Selected excerpt:
A Comparison of Anodic TiO2 Nanotube Membranes used for Front-side Illuminated Dye-Sensitized Solar Cells

TL;DR

This study compares different fabrication methods for TiO2 nanotube membranes in front-side illuminated dye-sensitized solar cells, demonstrating that optimized potential step treatment significantly improves efficiency due to better dye-loading and electron transport.

Contribution

It introduces an optimized potential step fabrication technique for TiO2 nanotube membranes that enhances DSSC performance compared to previous methods.

Findings

DSSC efficiency exceeds 8% with optimized membranes

Optimized membranes show higher dye-loading

Enhanced electron transport observed in improved membranes

Abstract

In the present work we compare TiO2 nanotube lift-off strategies for the construction of front-side illuminated dye-sensitized solar cells (DSSCs). Anodic nanotube layers were detached from the metallic back contact by using different techniques and transferred onto an FTO substrate. We show that if we use an optimized potential step treatment to fabricate membranes, DSSC cell efficiencies can be significantly increased (>8%). This improved efficiency is ascribed to higher specific dye-loading and enhanced electron transport properties of optimally fabricated TiO2 nanotube membranes.

Data for analysis:
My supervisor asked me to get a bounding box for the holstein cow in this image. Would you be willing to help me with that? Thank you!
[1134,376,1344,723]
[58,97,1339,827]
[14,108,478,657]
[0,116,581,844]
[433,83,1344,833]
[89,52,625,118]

Work instruction: List every finding given under the "Findings" heading of the text on TiO2 nanotube membranes for solar cells. The records come from a different source than the text.

Solution for this problem:
- DSSC efficiency exceeds 8% with optimized membranes
- Optimized membranes show higher dye-loading
- Enhanced electron transport observed in improved membranes